Required task
Print the following lines without any change.

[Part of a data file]
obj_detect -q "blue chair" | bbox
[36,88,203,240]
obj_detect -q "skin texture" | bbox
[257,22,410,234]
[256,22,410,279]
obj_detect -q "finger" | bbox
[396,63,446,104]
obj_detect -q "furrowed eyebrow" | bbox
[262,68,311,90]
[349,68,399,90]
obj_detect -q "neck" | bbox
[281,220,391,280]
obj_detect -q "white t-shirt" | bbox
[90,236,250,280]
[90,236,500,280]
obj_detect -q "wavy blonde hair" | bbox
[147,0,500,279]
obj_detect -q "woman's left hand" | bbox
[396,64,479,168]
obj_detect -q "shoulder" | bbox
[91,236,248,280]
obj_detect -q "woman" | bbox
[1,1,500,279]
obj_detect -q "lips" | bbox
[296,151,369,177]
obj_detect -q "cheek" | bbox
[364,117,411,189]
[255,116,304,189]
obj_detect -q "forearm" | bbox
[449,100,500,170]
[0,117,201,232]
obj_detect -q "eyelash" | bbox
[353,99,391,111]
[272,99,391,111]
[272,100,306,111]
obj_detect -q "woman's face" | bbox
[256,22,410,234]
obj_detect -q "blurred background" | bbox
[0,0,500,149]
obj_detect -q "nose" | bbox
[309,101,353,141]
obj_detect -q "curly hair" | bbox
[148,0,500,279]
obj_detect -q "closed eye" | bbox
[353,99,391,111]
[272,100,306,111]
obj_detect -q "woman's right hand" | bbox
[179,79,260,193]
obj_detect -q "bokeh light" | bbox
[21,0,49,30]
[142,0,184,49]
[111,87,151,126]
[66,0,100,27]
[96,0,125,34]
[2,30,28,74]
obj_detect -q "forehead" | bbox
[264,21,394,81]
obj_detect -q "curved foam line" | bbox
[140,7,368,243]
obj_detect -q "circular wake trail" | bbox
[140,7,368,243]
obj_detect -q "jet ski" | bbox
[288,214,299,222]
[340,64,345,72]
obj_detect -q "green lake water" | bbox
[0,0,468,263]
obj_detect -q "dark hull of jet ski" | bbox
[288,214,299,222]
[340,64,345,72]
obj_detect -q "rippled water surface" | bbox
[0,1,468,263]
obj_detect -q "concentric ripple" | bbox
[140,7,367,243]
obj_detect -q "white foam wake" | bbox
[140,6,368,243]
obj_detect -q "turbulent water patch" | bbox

Task output
obj_detect -q "blue chair" | bbox
[36,88,203,240]
obj_detect -q "skin texture" | bbox
[257,22,410,234]
[256,22,410,279]
obj_detect -q "finger" | bbox
[396,63,446,104]
obj_detect -q "furrowed eyebrow" | bbox
[262,68,311,90]
[349,68,399,90]
obj_detect -q "neck" | bbox
[281,220,391,280]
obj_detect -q "white t-shirt" | bbox
[90,236,250,280]
[90,236,500,280]
obj_detect -q "wavy blonde hair" | bbox
[147,0,500,279]
obj_detect -q "woman's left hand" | bbox
[396,64,479,168]
obj_detect -q "shoulder" | bbox
[91,236,248,280]
obj_detect -q "woman" | bbox
[1,1,500,279]
obj_detect -q "lips" | bbox
[296,151,369,177]
obj_detect -q "cheek" | bbox
[364,117,411,189]
[255,116,304,189]
obj_detect -q "forearm" | bbox
[449,100,500,170]
[0,117,201,232]
obj_detect -q "eyelash" | bbox
[353,99,391,111]
[272,99,391,111]
[272,100,306,111]
obj_detect -q "woman's face" | bbox
[256,22,410,234]
obj_detect -q "blurred background" | bbox
[0,0,500,149]
obj_detect -q "nose" | bbox
[309,101,353,141]
obj_detect -q "curly hair" | bbox
[148,0,500,279]
obj_detect -q "closed eye" | bbox
[353,99,391,111]
[272,100,306,111]
obj_detect -q "woman's right hand" | bbox
[179,79,260,193]
obj_detect -q "bokeh light" | bbox
[21,0,49,30]
[142,0,184,49]
[111,87,151,126]
[66,0,100,27]
[96,0,125,34]
[2,30,28,74]
obj_detect -q "forehead" | bbox
[264,21,394,81]
obj_detect -q "curved foam line" | bbox
[140,7,368,243]
obj_detect -q "circular wake trail" | bbox
[140,7,368,243]
obj_detect -q "jet ski" | bbox
[288,214,299,222]
[340,64,345,72]
obj_detect -q "green lake water" | bbox
[0,0,468,263]
obj_detect -q "dark hull of jet ski" | bbox
[288,214,299,222]
[340,64,345,72]
obj_detect -q "rippled water surface" | bbox
[0,1,468,263]
obj_detect -q "concentric ripple" | bbox
[140,7,367,243]
obj_detect -q "white foam wake" | bbox
[140,6,368,243]
obj_detect -q "turbulent water patch" | bbox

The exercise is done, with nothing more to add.